## Goal 1:
In the article on the Ernest Withers FBI file, in what year did the Commercial Appeal sue for access to that file?

A federal judge has asked a high-ranking official from the Justice Department’s Civil Division to appear at a hearing next month to explain why the department is fighting to keep an informant’s records private.

The case centers on information about the work civil rights photographer Ernest Withers did as an informant for the FBI. U.S. District Judge for the District of Columbia Amy Berman Jackson asked in court this week why the department is fighting the Freedom of Information Act request for decades-old information on a deceased informant, according to a report in the Memphis Commercial Appeal.

The Commercial Appeal sued in 2010 to access to the FBI’s file on Withers. The paper’s investigation of the photographer revealed that while he worked closely with civil rights leaders, including Martin Luther King, Jr., he also reported on their plans and movements to the FBI. The FBI usually discloses the files on deceased public figures.

Berman asked that a top official from the Civil Division explain the rationale at a hearing next month. The National Law Journal has noted that Berman Jackson has been “largely adverse” to the government’s arguments in court so far.

“To protect the information, the government is going to have to establish in this courtroom, in 2012, that when the FBI spied on the Rev. Dr. Martin Luther King — fifty years ago — the ‘information was compiled for law enforcement purposes’ in the course of a criminal investigation,” Berman Jackson said, according to the National Law Journal. “I mean absolutely no disrespect to current counsel to suggest that this is a decision that needs to be made at the higher levels of the department… Who’s going to make that decision?”

A spokesman for the Justice Department told the Commercial Appeal the government had no comment on the latest hearing.

## Goal 2:
Please edit the entries from their first line through the line containing "MULTIPOLYGON (((320 347, 285", replacing "pavement" with "asphalt" and leaving everything else unchanged; return only those lines.

Boundary labeling entries
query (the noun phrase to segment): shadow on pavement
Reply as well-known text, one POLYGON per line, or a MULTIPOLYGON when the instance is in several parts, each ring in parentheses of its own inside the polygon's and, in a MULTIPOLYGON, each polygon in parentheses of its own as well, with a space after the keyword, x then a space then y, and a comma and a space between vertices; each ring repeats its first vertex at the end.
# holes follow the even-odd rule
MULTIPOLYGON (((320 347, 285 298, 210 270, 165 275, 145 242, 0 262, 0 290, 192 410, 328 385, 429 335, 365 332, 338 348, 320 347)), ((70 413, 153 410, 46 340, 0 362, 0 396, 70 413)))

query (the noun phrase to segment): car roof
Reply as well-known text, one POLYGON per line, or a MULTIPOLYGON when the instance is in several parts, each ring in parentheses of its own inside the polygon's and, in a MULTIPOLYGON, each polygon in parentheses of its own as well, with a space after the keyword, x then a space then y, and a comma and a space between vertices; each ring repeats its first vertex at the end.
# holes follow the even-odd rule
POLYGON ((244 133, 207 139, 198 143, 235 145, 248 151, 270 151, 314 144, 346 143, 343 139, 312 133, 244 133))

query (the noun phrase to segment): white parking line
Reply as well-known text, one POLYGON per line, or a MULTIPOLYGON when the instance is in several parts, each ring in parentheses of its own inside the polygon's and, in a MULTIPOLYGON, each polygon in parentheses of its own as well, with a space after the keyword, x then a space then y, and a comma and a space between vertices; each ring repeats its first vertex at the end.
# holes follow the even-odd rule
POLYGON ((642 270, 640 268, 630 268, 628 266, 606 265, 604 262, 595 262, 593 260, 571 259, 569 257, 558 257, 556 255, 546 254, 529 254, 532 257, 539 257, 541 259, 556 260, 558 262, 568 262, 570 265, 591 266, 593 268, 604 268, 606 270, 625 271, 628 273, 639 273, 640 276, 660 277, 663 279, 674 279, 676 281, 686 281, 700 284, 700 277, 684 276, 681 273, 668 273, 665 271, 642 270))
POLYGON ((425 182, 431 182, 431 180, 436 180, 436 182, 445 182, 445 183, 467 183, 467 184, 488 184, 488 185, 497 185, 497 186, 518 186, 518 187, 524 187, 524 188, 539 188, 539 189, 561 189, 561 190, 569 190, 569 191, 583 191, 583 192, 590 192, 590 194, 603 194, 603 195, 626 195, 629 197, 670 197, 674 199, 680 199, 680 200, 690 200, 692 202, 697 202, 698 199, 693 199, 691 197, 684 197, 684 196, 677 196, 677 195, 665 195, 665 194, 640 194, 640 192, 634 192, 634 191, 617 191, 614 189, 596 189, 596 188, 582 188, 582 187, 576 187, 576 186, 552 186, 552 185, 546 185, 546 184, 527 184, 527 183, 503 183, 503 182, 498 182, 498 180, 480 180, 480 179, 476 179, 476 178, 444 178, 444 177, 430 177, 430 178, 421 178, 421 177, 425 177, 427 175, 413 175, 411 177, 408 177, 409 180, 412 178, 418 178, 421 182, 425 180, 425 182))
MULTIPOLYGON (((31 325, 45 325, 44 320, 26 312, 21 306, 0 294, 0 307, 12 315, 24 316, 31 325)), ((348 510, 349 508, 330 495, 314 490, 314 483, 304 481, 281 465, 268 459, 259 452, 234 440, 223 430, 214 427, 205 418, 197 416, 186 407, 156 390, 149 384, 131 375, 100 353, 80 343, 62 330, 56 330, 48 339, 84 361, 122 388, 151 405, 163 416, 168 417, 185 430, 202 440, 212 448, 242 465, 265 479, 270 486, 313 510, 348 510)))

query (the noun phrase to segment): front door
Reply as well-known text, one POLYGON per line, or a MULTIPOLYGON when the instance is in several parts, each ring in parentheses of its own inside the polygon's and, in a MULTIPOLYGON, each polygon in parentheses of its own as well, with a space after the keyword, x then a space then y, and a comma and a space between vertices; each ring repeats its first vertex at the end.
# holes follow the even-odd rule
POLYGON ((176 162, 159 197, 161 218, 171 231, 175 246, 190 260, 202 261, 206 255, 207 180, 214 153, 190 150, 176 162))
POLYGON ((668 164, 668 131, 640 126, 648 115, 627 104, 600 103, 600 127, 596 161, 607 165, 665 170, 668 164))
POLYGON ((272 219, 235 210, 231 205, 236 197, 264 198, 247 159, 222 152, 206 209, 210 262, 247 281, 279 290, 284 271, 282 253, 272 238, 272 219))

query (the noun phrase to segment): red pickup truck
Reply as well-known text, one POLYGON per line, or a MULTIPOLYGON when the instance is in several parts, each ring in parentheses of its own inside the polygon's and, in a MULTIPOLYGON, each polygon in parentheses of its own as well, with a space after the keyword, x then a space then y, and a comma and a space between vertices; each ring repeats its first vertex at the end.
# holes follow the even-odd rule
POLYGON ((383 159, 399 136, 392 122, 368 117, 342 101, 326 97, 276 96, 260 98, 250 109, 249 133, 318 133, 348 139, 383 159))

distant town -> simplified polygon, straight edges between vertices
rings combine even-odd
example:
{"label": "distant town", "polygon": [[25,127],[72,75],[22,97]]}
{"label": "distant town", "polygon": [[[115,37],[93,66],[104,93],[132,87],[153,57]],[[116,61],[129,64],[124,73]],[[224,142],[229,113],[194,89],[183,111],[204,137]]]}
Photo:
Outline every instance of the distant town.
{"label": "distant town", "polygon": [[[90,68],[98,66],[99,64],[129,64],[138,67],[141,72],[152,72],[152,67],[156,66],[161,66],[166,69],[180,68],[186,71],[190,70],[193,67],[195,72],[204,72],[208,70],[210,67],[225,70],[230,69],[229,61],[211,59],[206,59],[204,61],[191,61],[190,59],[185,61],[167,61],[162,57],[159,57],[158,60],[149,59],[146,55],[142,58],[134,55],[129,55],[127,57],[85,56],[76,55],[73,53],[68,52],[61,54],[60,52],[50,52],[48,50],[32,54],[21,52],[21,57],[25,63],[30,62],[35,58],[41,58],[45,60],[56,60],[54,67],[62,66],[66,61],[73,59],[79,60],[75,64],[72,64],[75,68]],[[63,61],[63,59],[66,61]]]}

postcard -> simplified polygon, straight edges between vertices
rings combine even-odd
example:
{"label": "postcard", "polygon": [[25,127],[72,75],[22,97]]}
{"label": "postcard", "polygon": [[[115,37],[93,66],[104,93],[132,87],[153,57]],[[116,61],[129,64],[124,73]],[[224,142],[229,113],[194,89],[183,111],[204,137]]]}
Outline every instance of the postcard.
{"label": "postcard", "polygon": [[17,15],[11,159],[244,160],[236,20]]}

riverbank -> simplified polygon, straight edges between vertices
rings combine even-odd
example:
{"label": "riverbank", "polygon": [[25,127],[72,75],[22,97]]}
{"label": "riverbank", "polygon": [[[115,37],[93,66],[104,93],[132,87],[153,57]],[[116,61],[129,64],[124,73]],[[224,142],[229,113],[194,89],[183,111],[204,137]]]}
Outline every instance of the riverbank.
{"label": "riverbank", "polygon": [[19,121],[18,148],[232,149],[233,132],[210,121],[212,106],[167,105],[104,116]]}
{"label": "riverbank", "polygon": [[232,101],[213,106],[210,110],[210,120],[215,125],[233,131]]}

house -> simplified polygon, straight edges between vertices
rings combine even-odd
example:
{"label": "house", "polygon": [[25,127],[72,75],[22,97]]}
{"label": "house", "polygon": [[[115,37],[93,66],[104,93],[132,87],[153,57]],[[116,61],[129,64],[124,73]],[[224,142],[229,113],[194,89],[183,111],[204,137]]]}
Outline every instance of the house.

## Written answer 1:
In 2010.

## Written answer 2:
query (the noun phrase to segment): shadow on asphalt
Reply as well-known text, one POLYGON per line, or a MULTIPOLYGON when the instance is in several parts, each ring in parentheses of its own inside the polygon's and, in a MULTIPOLYGON, each polygon in parentheses of its own as well, with a space after the keyword, x then a space then y, and a comma and a space between vertices; each ring repeats its first vertex at the end.
# holes follow the even-odd rule
MULTIPOLYGON (((320 347, 285 298, 210 270, 165 275, 145 242, 0 262, 0 290, 192 410, 328 385, 429 335, 365 332, 338 348, 320 347)), ((70 413, 153 410, 46 340, 0 362, 0 396, 70 413)))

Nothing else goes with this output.